--- Working data ---
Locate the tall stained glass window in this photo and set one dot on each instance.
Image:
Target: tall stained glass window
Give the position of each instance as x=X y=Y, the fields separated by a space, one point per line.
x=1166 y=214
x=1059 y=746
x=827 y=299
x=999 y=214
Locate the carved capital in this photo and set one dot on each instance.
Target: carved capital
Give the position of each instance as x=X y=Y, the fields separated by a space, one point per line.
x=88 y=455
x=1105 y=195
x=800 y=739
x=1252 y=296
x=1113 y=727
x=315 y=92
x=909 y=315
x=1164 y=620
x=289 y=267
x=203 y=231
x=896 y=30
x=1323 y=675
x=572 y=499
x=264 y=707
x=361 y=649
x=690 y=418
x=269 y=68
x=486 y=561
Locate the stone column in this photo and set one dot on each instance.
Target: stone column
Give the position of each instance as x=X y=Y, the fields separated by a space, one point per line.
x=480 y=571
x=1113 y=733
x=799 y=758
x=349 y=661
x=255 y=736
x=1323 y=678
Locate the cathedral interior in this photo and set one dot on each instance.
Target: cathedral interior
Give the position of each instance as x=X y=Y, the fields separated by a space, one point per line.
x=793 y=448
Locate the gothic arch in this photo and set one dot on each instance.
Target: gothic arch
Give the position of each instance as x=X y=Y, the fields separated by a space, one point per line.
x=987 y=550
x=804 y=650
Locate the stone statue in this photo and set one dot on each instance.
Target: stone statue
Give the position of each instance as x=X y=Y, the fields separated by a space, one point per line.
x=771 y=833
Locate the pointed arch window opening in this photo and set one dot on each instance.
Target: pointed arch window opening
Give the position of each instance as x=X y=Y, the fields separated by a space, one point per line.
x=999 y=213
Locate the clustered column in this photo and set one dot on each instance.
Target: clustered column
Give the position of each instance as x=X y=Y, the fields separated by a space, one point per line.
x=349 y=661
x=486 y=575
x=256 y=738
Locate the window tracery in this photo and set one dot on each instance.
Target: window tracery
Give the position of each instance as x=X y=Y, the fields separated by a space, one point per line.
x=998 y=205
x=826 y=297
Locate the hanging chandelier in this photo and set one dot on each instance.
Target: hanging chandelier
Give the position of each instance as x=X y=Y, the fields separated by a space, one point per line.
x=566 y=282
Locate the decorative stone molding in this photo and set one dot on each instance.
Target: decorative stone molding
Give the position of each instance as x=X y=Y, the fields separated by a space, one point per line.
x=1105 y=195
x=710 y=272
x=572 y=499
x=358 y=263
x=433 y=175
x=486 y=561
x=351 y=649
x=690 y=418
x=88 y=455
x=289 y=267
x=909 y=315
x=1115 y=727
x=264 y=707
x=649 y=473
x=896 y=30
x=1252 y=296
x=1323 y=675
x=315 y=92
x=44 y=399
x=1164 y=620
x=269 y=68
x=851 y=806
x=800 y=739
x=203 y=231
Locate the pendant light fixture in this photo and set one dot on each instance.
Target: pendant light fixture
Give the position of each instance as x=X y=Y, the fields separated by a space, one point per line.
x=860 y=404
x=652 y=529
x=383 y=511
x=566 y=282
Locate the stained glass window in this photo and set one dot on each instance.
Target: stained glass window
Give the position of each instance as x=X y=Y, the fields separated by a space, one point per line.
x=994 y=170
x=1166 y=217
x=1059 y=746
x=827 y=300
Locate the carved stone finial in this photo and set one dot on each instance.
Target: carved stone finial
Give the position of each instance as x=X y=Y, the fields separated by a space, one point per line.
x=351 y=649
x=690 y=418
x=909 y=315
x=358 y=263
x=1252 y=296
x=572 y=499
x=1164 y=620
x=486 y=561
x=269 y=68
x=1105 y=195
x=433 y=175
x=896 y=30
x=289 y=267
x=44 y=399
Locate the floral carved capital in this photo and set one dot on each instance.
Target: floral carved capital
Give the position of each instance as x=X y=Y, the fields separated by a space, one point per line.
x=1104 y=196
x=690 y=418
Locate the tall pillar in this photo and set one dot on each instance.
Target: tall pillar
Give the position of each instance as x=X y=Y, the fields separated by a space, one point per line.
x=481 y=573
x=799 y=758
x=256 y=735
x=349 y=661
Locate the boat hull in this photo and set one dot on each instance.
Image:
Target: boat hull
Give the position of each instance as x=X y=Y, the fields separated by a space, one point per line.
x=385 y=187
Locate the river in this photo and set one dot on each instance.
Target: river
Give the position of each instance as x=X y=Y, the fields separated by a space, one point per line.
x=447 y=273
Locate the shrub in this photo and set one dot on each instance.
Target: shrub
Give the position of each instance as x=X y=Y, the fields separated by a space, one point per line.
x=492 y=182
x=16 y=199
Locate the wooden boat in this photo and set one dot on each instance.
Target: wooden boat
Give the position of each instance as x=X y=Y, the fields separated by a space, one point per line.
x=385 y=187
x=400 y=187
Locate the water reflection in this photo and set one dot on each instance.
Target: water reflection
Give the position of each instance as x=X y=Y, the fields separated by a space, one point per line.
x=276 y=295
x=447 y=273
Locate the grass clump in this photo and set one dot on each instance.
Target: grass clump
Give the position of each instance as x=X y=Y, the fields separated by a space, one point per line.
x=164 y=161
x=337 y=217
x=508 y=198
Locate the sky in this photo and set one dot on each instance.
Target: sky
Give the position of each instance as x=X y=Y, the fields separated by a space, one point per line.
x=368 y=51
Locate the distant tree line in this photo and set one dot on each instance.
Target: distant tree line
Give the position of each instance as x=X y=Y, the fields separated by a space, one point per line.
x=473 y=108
---
Work instruction: Pick out the lines above that hold the string "glass" and show them.

Answer space:
Locate the tall stained glass window in this photo and set one dot on each instance.
Target: tall stained glass window
Locate the stained glass window in this photo and set one dot on each instance.
Target: stained glass window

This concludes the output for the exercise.